__Excerpted passage__:

Missing flight QZ8501: Hunt intensifies for plane, answers

Missing flight QZ8501: Hunt intensifies for plane, answers

A week after Indonesia AirAsia QZ8501 crashed into the Java Sea presumably killing all 162 people on board, search teams are expected to intensify the hunt for the still missing aircraft and its black boxes.

Typically painted orange for easy detection, the black boxes, as they are referred to, record conversations in the cockpit and preserve data on aircraft position and speed - which can be crucial in determining the cause of accidents.

With dozens of bodies and some pieces of wreckage already recovered from the Airbus 320-200, which crashed enroute from Surabaya to Singapore, air crash experts expect the main body of the plane and the aircraft recorders to be found within the week or so.

When SilkAir MI185 crashed into the Musi River near Palembang, Indonesia, in December 1997, it took nine days to find the black boxes. A decade later, when a plane belonging to the now- defunct Indonesian carrier Adam Air crashed at sea off Sulawesi Island, the recorders were recovered after three weeks.

An Indonesia-led, multi-nation search based in Pangkalan Bun, a town in southern Borneo closest to the QZ8501 search area, is currently concentrating on about 1,350 square nautical miles of the northern Java Sea.

Pre-dawn departure

It would have been still dark when Captain Iriyanto and his French co-pilot Remi Emmanual Plesel, along with the flight's four cabin crew and one engineer, arrived at Surabaya's Juanda Airport.

Weather charts issued before the flight showed that the plane's scheduled route at cruising level would come across "worrying" conditions, Indonesia's weather officials said in a report last Friday.

__Dataset extract__:
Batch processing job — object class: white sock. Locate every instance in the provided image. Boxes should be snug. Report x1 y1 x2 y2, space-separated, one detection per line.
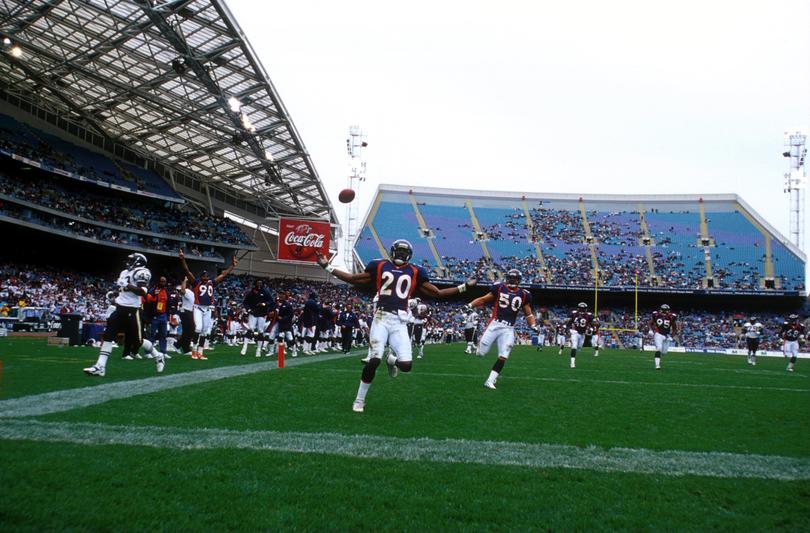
357 381 371 402
96 341 112 368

__Problem set__:
a: Name every airline that the QZ8501 article mentions.
b: Continue the QZ8501 article from its final sentence.

__Answers for this exercise__:
a: Indonesia AirAsia, SilkAir, and Adam Air.

b:
Satellite images also suggested temperatures of minus 80 deg C to minus 85 deg C, which meant there were grains of ice in the dense clouds.

It is unclear if the information was conveyed to the pilots.

At 5.30am, QZ8501 took off with 23 no-shows, including a family of 10 which missed the flight because they did not get the message from the airline informing them of a change in flight time. They had likely booked their tickets before the end of March, after which the airline brought forward the flight timing from 7.20am to 5.20am local time.

In a bizarre development, Indonesia's Transport Ministry is now saying the airline did not in fact have approval to operate the sector on Sundays, and has suspended services pending checks.

A key question is why air traffic control was unaware of this.

For the 155 passengers on board the flight that Sunday morning - all were Indonesians except for a two-year-old Singaporean girl, a Malaysian, one Briton and three South Koreans - the day had presumably started out uneventfully.

The first hint of trouble came about 45 minutes into the flight, at 6.12am local time, when the cockpit contacted air traffic control for permission to turn left to avoid a storm.

The pilots also asked for approval to climb from 32,000 feet to 38,000 feet, which was denied because there were other aircraft flying higher.

Clearance was given for QZ8501 to climb to 34,000 feet, but when this was conveyed to the cockpit, there was no response.

At 7.55am local time - an hour behind Singapore time - AirAsia declared the plane missing.

And at Changi Airport Terminal 1, where the plane had been scheduled to land at 8.30am, relatives and friends of those on board waited.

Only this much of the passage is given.